- TO-DO LIST -
- 1) Update the EMS game thread from "## Blacke00 (Aug" to "after that lol.", putting "notebook" wherever "laptop" appears.
- 2) Write what comes next in the forum thread about the EMS game, picking up after its last post.

::: DOCUMENT SECTION

# EMS Game



## MattCA (Aug 15, 2008)

Ran into this game. Im downloading it right now. Looks pretty fun.
http://chotek.atari.com/us/games/911_first_responders/pc


----------



## MattCA (Aug 15, 2008)

Im not advertising it. I just ran into it and was seeing if anybody wanted to check it out.


----------



## Blacke00 (Aug 15, 2008)

did this get moved to advertising? hehe

btw, how did it turn out?  =)


----------



## MattCA (Aug 16, 2008)

Ive been trying to install it. It didnt say vista but I tried to install it on my desktop so now Im trying to install in on my laptop which has xp so Ill let you know after that lol.


----------



## Jon (Aug 17, 2008)

Yes... this was moved to advertising by another member of the CL Team. Pretty much anything like this gets put here, just to avoid any conflicts, espicially when someone, somewhere, is getting some form of compensation for the product.

Any luck yet?


----------



## Twix623 (Aug 17, 2008)

Its a very fun game, I've been playing this since Emergency 3 has been out. Its been out for quite some time now. You have to install LA MOD 1.6 if you do get to play, it replaces all the missions and apparatus to American apparatus'. Particularly Los Angeles.

::::::
::: INFORMATION SHOWN

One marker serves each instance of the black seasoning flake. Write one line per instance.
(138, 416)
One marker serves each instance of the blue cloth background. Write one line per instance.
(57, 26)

::::::

- THE RESULTS -
- 1)
## Blacke00 (Aug 15, 2008)

did this get moved to advertising? hehe

btw, how did it turn out?  =)


----------



## MattCA (Aug 16, 2008)

Ive been trying to install it. It didnt say vista but I tried to install it on my desktop so now Im trying to install in on my notebook which has xp so Ill let you know after that lol.

- 2)
----------



## MattCA (Aug 18, 2008)

Ya I got it to install on my laptop. Wish I can find out a way to get it to work with vista. Ya thats what I was gonna say. At first it was fun but I didnt like how it was in England with English ambulances and stuff but then I found out about the LA mod and it makes it worth it! I recomend it. Pretty cool. Its not about just one agency though its about all emergency agencies and you just dispatch them in a way and direct people.


----------



## Code 3 (Aug 18, 2008)

Twix623 said:


> Its a very fun game, I've been playing this since Emergency 3 has been out. Its been out for quite some time now. You have to install LA MOD 1.6 if you do get to play, it replaces all the missions and apparatus to American apparatus'. Particularly Los Angeles.



In your opinion, which do you like better? Emergency 3 or 911: First Responder? I've also noticed that they have an Emergency 4 out, but couldn't find any reviews on it. It appears that both these games have to be purchased online and downloaded... is this true?


----------



## Code 3 (Aug 18, 2008)

Okay, apparently 911: First Responders is the U.S. version of Emergency 4. I just purchased Emergency 3 and I'm excited to play


----------



## Twix623 (Aug 18, 2008)

Yeah your right, 911: First Responders is technically Emergency 4.
I prefer Emergency 4 over Emergency because of the vast improvements, a lot of the features help you out a lot. 

Don't forget to download and install the Los Angeles Mod v2.5 for Emergency 3!
Get it here: http://downloads.emergency-planet.com/index.php?act=view&id=12



> FEATURES:
> - Los Angeles units
> - Detailed models and skins
> - New siren command
> ...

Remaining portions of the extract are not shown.